(PASSAGE TO READ begins)

COVID-19 experts call for random surveillance testing at Auckland supermarkets in bid to 'crush outbreak'

There wasn't much action at the Mangere COVID-19 testing site on Monday, where the only lines were the orange road cones, and just a few turned out at the Wiri centre.

But a month into level 4 restrictions and with rising cases, there are calls for a change of tactic. 

"Clearly we need to do something differently to actually crush this outbreak," says Auckland University Professor of Medicine Des Gorman.

Just over 4000 Aucklanders got tested on Sunday.

The Ministry of Health says this month it's tested around 14,000 essential workers including health staff, supermarket workers, staff from dairies, petrol station attendants and courier drivers and will soon start checking if people crossing the Auckland border have been tested.

But it is not proactively testing randomly in the community. Experts say we need to hunt out the pockets of hidden community transmission.  

"The best way to find out is community surveillance. The most obvious place to capture people is at the supermarkets," said Prof Gorman.

One of his colleagues agrees. 

"Ideally I would have a monitoring surveillance system that tests random members of our community - particularly in Auckland," said Dr Collin Tukuitonga, Associate Dean of Pacific Medical & Health Sciences.

The Government has identified seven suburbs of concern - Mt Eden, Massey, Favona, Ôtara, Papatoetoe, Mangere and Manurewa.

The Pak'nSave in Manukau borders several of those suburbs. In the space of just nine days, it has been listed as a location of interest on six occasions.

And shoppers saw the sense in expanding the focus. 

"Because that's the only reason they come out of their house or their bubble - you have to get food every day in order to feed your children," said Auckland resident Siu Toia.

There are, of course, several testing sites - but community leaders point out many simply don't have transport.

(PASSAGE TO READ ends)

• **TASKS TO CARRY OUT**:
**1.** In the article on random COVID-19 testing at Auckland supermarkets, how many times in nine days was the Pak'nSave in Manukau listed as a location of interest?
**2.** Copy from the article on random COVID-19 testing at Auckland supermarkets the part that opens with the words containing "COVID-19 experts call" and closes with "change of tactic.".

(INFORMATION SUPPLIED begins)

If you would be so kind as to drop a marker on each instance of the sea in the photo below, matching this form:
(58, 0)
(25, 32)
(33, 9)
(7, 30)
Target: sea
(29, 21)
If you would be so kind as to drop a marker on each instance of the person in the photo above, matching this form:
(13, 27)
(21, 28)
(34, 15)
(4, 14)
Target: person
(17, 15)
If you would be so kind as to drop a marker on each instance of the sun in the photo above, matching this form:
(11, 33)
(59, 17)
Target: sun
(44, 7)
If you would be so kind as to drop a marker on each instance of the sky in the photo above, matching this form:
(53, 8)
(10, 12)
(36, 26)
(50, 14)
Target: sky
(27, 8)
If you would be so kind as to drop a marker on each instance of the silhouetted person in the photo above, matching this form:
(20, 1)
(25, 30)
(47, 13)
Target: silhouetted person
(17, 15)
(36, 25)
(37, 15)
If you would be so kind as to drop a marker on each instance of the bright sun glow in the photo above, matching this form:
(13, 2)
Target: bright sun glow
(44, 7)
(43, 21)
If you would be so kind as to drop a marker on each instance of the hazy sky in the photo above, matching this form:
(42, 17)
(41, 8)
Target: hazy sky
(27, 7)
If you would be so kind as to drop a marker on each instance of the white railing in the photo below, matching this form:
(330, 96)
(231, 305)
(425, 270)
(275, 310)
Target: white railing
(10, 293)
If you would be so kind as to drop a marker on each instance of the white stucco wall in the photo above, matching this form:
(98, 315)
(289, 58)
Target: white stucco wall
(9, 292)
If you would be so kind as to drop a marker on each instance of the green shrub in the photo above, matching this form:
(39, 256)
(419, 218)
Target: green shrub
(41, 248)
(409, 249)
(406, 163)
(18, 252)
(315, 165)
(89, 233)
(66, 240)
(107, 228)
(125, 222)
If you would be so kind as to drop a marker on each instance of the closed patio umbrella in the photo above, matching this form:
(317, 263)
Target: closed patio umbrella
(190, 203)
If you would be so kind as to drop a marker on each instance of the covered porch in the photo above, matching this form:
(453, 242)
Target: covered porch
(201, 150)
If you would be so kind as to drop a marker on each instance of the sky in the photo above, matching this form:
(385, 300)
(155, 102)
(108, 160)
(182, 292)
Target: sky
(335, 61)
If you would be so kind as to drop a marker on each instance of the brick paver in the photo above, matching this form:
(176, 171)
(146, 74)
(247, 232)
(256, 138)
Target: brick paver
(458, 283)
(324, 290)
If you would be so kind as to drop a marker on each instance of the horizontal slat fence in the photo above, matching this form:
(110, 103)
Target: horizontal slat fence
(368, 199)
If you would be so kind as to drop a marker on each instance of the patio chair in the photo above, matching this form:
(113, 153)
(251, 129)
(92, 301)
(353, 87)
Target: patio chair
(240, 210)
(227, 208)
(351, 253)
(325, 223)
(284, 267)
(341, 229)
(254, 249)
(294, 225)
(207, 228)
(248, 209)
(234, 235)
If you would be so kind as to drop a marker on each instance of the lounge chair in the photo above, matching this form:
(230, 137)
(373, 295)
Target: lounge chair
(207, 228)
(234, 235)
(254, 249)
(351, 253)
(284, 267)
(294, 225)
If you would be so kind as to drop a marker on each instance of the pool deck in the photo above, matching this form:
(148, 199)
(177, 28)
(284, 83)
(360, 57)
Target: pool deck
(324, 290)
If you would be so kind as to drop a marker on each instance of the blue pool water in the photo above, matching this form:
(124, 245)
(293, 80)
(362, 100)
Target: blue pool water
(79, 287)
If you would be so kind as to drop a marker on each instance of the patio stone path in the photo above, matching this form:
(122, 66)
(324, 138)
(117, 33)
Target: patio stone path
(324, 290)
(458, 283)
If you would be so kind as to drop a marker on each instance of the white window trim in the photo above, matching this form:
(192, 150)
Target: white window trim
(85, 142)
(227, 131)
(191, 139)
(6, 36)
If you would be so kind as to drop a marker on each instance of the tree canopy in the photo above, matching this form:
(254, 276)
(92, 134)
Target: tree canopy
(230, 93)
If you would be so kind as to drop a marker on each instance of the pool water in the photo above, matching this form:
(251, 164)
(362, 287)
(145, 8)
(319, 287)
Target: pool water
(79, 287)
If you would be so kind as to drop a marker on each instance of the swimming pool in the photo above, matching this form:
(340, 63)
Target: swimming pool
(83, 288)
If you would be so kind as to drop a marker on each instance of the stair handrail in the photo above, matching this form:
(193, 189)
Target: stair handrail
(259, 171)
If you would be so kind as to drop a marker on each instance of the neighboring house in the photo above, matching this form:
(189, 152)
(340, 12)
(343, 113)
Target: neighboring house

(INFORMATION SUPPLIED ends)

• **YOUR WRITTEN ANSWERS**:
**1.** Six times.

**2.**
COVID-19 experts call for random surveillance testing at Auckland supermarkets in bid to 'crush outbreak'

There wasn't much action at the Mangere COVID-19 testing site on Monday, where the only lines were the orange road cones, and just a few turned out at the Wiri centre.

But a month into level 4 restrictions and with rising cases, there are calls for a change of tactic.